__Things to do__.
- A) Please rename "FASTA" to "FASTQ" in the VaxPress usage notes, and write out everything from "# To see a full" down to "switch is required." with that change.
- B) Continue the VaxPress usage notes from their last sentence.

Usage
There are two arguments that are required in order to run VaxPress:
-i and -o, for the paths to the input file and the output
directory, respectively.
# To see a full list of available options, run vaxpress --help
vaxpress -h
# Example command to run VaxPress: Specifies the input file, output
# directory, number of iterations, and number of processes to use
vaxpress -i spike.fa -o output --iterations 1000 -p 32
Input File (-i)
VaxPress requires a FASTA format input file that contains the CDS
(CoDing Sequence) to be optimized. In case the FASTA file holds a
protein sequence, the additional --protein switch is required.
Number of Iterations (--iterations)
The --iterations option is set to 10 by default. However,
for thorough optimization, it’s recommended to use at least 500
iterations. The optimal number of iterations may differ depending
on the length, composition of the input, and the selected optimization
settings. It’s important to note that the optimization process may
stop before completing all the specified iterations if no progress
is observed over several consecutive cycles. Guidelines for setting
the appropriate number of iterations and other optimization parameters
can be found in the Tuning Optimization Parameters section.
Multi-Core Support (-p)
You can use multiple CPU cores for optimization with the -p or
--processes option. The --processes N option allows the
parallelization of calculations required for scoring functions and
secondary structure prediction in each iteration. The N denotes
the maximum number of cores that the computation can be distributed
across, thus enhancing the speed of the optimization process.
Adjusting the Fitness Scoring Scheme
VaxPress is designed to optimize synonymous codon selections, potentially improving the fitness of coding sequences for mRNA vaccines. This fitness is determined by a cumulative score of various metrics, such as the codon adaptation index and GC content. You can adjust the weight of a specific feature to emphasize or de-emphasize it.
To fine-tune the optimization process, use the --{func}-weight
option to adjust the weights of individual scoring functions. Setting
a function’s weight to 0 effectively disables it.
# Concentrate on the stable secondary structure (more weight to the MFE)
vaxpress -i spike.fa -o result-spike --mfe-weights 10
# Turn off the consideration of repeated sequences
vaxpress -i spike.fa -o result-spike --repeats-weight 0
VaxPress also allows the addition of custom scoring functions. More information on this can be found in the Adding a custom scoring function section.
For a comprehensive understanding of how VaxPress determines sequence optimality, refer to the How VaxPress Works section.

__Data excerpts__.
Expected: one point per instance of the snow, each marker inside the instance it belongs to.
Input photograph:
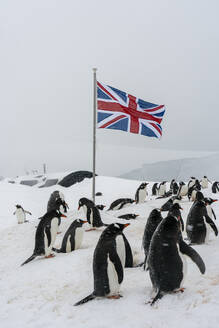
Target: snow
(43, 292)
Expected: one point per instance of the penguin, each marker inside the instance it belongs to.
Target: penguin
(108, 263)
(166, 258)
(208, 201)
(191, 182)
(128, 253)
(175, 211)
(155, 189)
(141, 193)
(215, 187)
(152, 223)
(120, 203)
(198, 222)
(166, 206)
(72, 239)
(21, 214)
(183, 189)
(204, 182)
(45, 235)
(162, 188)
(128, 216)
(100, 207)
(91, 212)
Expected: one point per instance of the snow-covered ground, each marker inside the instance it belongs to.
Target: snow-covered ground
(42, 293)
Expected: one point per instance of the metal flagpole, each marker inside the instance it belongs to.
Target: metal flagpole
(94, 130)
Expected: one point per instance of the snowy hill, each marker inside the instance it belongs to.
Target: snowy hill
(42, 293)
(180, 169)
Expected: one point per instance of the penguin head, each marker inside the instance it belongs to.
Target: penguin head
(80, 222)
(115, 229)
(143, 185)
(84, 201)
(199, 196)
(209, 201)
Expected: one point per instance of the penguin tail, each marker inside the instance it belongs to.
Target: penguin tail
(86, 299)
(57, 250)
(157, 297)
(31, 258)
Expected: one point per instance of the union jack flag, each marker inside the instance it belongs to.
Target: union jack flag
(119, 110)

__Expected outputs__.
- A)
# To see a full list of available options, run vaxpress --help
vaxpress -h
# Example command to run VaxPress: Specifies the input file, output
# directory, number of iterations, and number of processes to use
vaxpress -i spike.fa -o output --iterations 1000 -p 32
Input File (-i)
VaxPress requires a FASTQ format input file that contains the CDS
(CoDing Sequence) to be optimized. In case the FASTQ file holds a
protein sequence, the additional --protein switch is required.

- B)
Using LinearDesign for Optimization Initialization
VaxPress also provides the --lineardesign option. This initiates
optimization using a sequence pre-refined by LinearDesign. It
allows VaxPress to start its optimization process with a sequence
that already possesses a near-optimal MFE and CAI. Further optimizations
then improve the sequences for features such as secondary structures
near the start codon, uridine count, in-cell stability, in-solution
stability, tandem repeats, and local GC content.
# Running VaxPress with LinearDesign
vaxpress -i spike.fa -o results-spike --processes 36 \
--iterations 500 --lineardesign 1.0 \
--lineardesign-dir /path/to/LinearDesign \
--conservative-start 10 --initial-mutation-rate 0.01
For a detailed information, refer to the Using LinearDesign for Optimization Initialization section. The LinearDesign options section provides a comprehensive list of all options related to LinearDesign.
Output (-o)
Once you’ve run VaxPress, the specified output directory will contain the following five files:
report.html: The report provides a detailed summary of the results and the optimization process. It includes the following information:Basic sequence information on the task including the sequence name and command line.
The optimized sequence information includes a comparison of the initial and optimized scores.
An interactive view that displays the predicted secondary structure of the output sequence.
Plots illustrate the changes in metrics and parameters over the iterations.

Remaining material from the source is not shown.